Point-based annotation data
------------------------------------
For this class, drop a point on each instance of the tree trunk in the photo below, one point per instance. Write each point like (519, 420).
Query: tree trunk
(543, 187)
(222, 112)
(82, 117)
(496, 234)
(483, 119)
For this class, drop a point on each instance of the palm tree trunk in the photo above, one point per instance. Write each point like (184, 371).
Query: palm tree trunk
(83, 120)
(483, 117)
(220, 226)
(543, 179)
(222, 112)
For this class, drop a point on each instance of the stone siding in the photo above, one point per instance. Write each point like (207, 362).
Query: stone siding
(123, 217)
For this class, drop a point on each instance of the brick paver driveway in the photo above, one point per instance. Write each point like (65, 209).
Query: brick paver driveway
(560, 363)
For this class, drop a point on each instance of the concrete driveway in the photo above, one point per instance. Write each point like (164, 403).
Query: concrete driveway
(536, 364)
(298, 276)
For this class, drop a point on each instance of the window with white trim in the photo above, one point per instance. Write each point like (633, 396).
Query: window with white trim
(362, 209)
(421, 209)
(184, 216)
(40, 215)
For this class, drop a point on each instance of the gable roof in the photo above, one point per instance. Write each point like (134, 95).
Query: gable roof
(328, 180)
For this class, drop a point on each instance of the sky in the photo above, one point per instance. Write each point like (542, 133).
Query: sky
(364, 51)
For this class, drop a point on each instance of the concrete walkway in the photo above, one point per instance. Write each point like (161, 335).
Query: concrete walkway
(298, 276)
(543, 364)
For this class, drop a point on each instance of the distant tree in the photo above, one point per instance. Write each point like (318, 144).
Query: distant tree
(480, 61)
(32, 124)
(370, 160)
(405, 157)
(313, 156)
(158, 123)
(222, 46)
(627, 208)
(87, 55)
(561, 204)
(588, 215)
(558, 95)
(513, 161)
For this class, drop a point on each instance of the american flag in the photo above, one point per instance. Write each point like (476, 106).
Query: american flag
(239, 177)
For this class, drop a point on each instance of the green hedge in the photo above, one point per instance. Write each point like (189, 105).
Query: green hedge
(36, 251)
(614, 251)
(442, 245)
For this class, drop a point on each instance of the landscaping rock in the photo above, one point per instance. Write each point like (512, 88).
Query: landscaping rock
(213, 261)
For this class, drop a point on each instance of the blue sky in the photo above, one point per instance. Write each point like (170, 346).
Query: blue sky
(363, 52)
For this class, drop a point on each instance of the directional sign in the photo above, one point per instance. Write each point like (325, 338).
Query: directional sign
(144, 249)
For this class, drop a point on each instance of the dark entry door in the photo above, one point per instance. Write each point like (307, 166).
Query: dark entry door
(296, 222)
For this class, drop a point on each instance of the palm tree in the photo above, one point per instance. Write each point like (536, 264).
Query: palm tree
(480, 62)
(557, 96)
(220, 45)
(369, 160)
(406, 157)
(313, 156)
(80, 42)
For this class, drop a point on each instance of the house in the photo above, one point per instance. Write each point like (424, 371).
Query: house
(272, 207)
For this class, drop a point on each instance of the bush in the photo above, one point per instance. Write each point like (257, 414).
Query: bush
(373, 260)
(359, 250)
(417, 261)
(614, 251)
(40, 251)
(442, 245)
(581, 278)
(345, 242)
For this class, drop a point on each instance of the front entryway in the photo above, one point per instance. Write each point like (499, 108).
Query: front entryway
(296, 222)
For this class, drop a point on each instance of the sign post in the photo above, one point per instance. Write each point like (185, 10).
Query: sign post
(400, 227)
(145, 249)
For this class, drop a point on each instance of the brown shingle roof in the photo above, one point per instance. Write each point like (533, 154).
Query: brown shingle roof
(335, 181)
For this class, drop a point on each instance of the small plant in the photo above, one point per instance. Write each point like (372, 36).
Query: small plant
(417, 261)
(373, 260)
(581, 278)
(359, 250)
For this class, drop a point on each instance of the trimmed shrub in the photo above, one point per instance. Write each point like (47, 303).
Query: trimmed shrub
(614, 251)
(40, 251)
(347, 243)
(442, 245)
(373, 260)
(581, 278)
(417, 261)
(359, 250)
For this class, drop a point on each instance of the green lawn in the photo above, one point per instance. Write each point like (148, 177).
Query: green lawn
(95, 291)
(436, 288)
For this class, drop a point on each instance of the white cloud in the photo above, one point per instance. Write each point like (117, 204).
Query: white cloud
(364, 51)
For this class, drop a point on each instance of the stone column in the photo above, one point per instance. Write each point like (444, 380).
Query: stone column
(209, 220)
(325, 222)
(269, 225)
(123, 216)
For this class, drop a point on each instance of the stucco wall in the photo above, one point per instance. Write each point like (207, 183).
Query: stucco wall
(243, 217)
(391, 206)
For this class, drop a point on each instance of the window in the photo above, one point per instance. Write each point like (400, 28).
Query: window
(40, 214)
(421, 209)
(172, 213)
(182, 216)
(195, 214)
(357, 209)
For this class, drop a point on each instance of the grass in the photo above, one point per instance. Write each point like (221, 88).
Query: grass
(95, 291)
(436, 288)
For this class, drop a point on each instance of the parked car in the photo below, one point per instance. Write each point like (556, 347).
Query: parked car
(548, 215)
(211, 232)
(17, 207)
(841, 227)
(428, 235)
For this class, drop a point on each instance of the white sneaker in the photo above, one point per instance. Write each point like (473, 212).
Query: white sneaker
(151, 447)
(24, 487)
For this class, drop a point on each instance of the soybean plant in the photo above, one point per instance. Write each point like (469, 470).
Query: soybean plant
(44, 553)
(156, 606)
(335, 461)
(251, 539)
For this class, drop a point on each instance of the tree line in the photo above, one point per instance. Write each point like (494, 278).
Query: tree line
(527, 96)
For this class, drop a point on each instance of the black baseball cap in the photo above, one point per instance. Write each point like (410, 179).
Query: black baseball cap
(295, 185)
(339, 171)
------------------------------------
- [TASK REQUIREMENTS] Repeat all the entries exactly as given.

- [ANSWER TO THIS TASK]
For this class, drop a point on each instance of the tree trunk in the photo below, one point per instance. Write each point like (519, 420).
Query: tree trunk
(543, 187)
(222, 112)
(82, 117)
(496, 234)
(483, 119)
For this class, drop a point on each instance of the palm tree trunk in the photo above, one point per instance. Write each point like (184, 371).
Query: palm tree trunk
(83, 120)
(483, 117)
(220, 226)
(543, 179)
(222, 112)
For this class, drop a point on each instance of the stone siding in the photo above, one point per instance. Write each point like (207, 362).
Query: stone siding
(123, 217)
For this class, drop a point on each instance of the brick paver driveway in the photo above, one point per instance. Write each point like (65, 209).
Query: brick paver driveway
(560, 363)
For this class, drop a point on each instance of the concrete driveway in the photo above, one point per instance. Write each point like (164, 403).
Query: concrete driveway
(536, 364)
(298, 276)
For this class, drop a point on each instance of the window with white trim in the photo above, one point per instance. Write each point like (633, 396).
Query: window with white trim
(362, 209)
(421, 209)
(184, 216)
(40, 215)
For this class, drop a point on each instance of the gable roof in the photo above, one point per instance. Write each point like (134, 95).
Query: gable roof
(328, 180)
For this class, drop a point on each instance of the sky in the photo above, one point per instance. Write each point like (542, 133).
Query: sky
(364, 51)
For this class, drop a point on each instance of the concrete walkway in the photo above, one point per instance. Write each point like (161, 335).
Query: concrete walkway
(298, 276)
(543, 364)
For this class, drop a point on each instance of the distant tree in the photo above, one point per instance. Write each point like (318, 144).
Query: distant tree
(480, 61)
(32, 124)
(370, 160)
(405, 157)
(313, 156)
(158, 123)
(222, 46)
(627, 208)
(87, 55)
(561, 204)
(588, 215)
(558, 95)
(513, 161)
For this class, drop a point on each instance of the american flag in the photo above, one point per instance. Write each point like (476, 106).
Query: american flag
(239, 177)
For this class, drop a point on each instance of the green hedge in the photo above, one point per instance. Write each point like (189, 105).
Query: green hedge
(36, 251)
(614, 251)
(442, 245)
For this class, drop a point on each instance of the landscaping rock in the photo above, one point per instance. Write each point like (512, 88).
Query: landscaping rock
(213, 261)
For this class, drop a point on each instance of the blue sky in the photo above, one point per instance. Write each point like (170, 346).
Query: blue sky
(363, 52)
For this class, drop a point on each instance of the directional sign in the photo above, one point per instance. Write each point like (325, 338).
Query: directional sign
(144, 249)
For this class, drop a point on each instance of the dark entry door in the photo above, one point per instance. Write each point like (307, 166).
Query: dark entry door
(296, 222)
For this class, drop a point on each instance of the palm tree in the photo above, one point per instance. Write each point like (536, 264).
Query: palm tree
(480, 62)
(557, 96)
(220, 45)
(369, 160)
(406, 157)
(313, 156)
(80, 42)
For this class, drop a point on each instance of the house in the photo above, one point per instance. Write each point like (424, 371).
Query: house
(272, 207)
For this class, drop a point on each instance of the bush in the photo above, one point per instance. Write each point like (257, 414).
Query: bush
(373, 260)
(359, 250)
(417, 261)
(614, 251)
(40, 251)
(442, 245)
(581, 278)
(345, 242)
For this class, drop a point on each instance of the front entryway in the photo above, one point per instance. Write each point like (499, 108).
Query: front entryway
(296, 222)
For this class, drop a point on each instance of the sign post in the photo above, one point per instance. Write each point like (185, 10).
Query: sign post
(400, 227)
(145, 249)
For this class, drop a point on each instance of the brown shingle roof in the photo above, one point per instance. Write each point like (533, 154).
Query: brown shingle roof
(335, 181)
For this class, drop a point on each instance of the small plant in the photo above, one point per instance. Write each point like (372, 36).
Query: small plant
(417, 261)
(373, 260)
(581, 278)
(359, 250)
For this class, drop a point on each instance of the trimmed shrub in the photo above, one point per instance. Write each point like (47, 303).
Query: trimmed shrub
(614, 251)
(40, 251)
(347, 243)
(442, 245)
(373, 260)
(581, 278)
(417, 261)
(359, 250)
For this class, drop a point on each instance of the green lawn in the photo above, one point per instance. Write each point like (148, 177).
Query: green lawn
(95, 291)
(436, 288)
For this class, drop a point on each instance of the white cloud in the photo above, one point per instance. Write each point like (117, 204).
Query: white cloud
(364, 51)
For this class, drop a point on each instance of the stone column in the photo above, one point per instance. Write each point like (444, 380).
Query: stone column
(209, 220)
(325, 222)
(269, 225)
(123, 216)
For this class, drop a point on each instance of the stucco wall in the photo above, one point per instance. Write each point like (207, 183).
Query: stucco wall
(243, 217)
(391, 206)
For this class, drop a point on each instance of the window in the photo above, one point per instance. Write each point like (400, 28).
Query: window
(40, 214)
(421, 209)
(172, 213)
(182, 216)
(195, 214)
(357, 209)
For this class, drop a point on each instance of the grass in the photo above, one point per instance. Write each point like (221, 88).
Query: grass
(95, 291)
(436, 288)
For this class, drop a point on each instance of the parked car in the photo below, one point per instance. Write each point like (556, 347).
Query: parked car
(548, 215)
(211, 232)
(17, 207)
(841, 227)
(428, 235)
For this class, drop a point on each instance of the white sneaker in the photo above, one point per instance. Write each point like (473, 212).
Query: white sneaker
(151, 447)
(24, 487)
For this class, drop a point on each instance of the soybean plant in the photo above, one point per instance. Write each point like (469, 470).
Query: soybean plant
(44, 553)
(156, 606)
(335, 461)
(251, 539)
For this class, drop a point on each instance of the tree line in the photo above, one point per instance. Write each point like (494, 278).
Query: tree line
(527, 96)
For this class, drop a point on each instance of the black baseball cap in the photo above, one point per instance. Write each point like (410, 179).
Query: black baseball cap
(295, 185)
(339, 171)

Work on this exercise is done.